> _Data_
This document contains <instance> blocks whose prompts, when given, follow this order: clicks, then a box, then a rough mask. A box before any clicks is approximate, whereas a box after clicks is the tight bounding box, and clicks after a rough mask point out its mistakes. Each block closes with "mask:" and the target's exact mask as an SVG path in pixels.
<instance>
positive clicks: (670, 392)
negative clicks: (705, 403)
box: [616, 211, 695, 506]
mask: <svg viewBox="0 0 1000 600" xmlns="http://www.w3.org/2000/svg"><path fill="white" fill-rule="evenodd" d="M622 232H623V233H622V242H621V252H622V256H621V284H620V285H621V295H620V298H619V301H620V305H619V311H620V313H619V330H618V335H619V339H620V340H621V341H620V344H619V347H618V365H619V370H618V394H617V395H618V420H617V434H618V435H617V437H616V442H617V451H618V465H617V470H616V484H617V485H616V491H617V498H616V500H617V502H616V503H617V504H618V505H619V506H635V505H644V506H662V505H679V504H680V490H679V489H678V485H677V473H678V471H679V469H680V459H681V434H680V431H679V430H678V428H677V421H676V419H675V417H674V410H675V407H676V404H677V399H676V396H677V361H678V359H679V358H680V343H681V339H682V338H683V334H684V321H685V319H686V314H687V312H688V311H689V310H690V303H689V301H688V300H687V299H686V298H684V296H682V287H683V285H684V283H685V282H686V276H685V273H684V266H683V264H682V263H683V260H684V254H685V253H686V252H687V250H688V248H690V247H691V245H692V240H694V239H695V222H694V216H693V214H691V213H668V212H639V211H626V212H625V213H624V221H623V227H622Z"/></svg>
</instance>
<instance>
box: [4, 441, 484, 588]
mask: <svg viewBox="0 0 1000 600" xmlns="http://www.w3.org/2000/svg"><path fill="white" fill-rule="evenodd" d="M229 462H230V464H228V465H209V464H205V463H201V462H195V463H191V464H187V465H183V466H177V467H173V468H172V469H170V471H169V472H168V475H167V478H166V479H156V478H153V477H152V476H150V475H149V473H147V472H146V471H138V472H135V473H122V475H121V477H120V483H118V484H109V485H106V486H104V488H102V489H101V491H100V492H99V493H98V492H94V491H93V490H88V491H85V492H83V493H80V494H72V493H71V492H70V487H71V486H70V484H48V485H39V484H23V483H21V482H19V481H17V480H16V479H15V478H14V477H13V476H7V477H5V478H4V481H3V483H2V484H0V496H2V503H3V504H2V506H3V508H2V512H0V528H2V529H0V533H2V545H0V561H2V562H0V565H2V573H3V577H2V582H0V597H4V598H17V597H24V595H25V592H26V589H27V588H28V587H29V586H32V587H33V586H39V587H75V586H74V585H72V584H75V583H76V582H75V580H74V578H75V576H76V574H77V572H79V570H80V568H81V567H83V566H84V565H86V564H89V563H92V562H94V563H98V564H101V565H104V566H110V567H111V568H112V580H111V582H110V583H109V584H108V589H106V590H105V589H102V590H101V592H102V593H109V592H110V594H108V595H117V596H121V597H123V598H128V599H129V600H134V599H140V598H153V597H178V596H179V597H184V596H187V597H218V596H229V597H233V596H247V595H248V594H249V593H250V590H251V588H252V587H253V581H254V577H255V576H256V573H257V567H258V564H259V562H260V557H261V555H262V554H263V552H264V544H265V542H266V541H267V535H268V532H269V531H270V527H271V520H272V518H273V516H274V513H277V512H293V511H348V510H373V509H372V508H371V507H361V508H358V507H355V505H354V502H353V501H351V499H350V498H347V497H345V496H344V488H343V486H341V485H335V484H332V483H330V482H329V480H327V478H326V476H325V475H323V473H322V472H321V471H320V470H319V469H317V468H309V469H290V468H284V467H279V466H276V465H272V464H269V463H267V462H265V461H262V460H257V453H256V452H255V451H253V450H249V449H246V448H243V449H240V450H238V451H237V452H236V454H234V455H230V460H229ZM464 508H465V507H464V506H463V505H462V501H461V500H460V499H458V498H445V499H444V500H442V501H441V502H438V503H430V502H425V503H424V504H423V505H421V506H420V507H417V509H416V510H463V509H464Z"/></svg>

> _Aim of the task_
Please copy out each line of the material that holds the string "clicks".

> _Written response_
This document contains <instance> blocks whose prompts, when given, follow this order: clicks, then a box, then a rough mask. A box before any clicks is approximate, whereas a box after clicks is the tight bounding box, and clicks after a rough mask point out its mistakes. Each block closes with "mask:" and the target's exact mask as an SVG path in pixels.
positive clicks: (670, 392)
negative clicks: (705, 403)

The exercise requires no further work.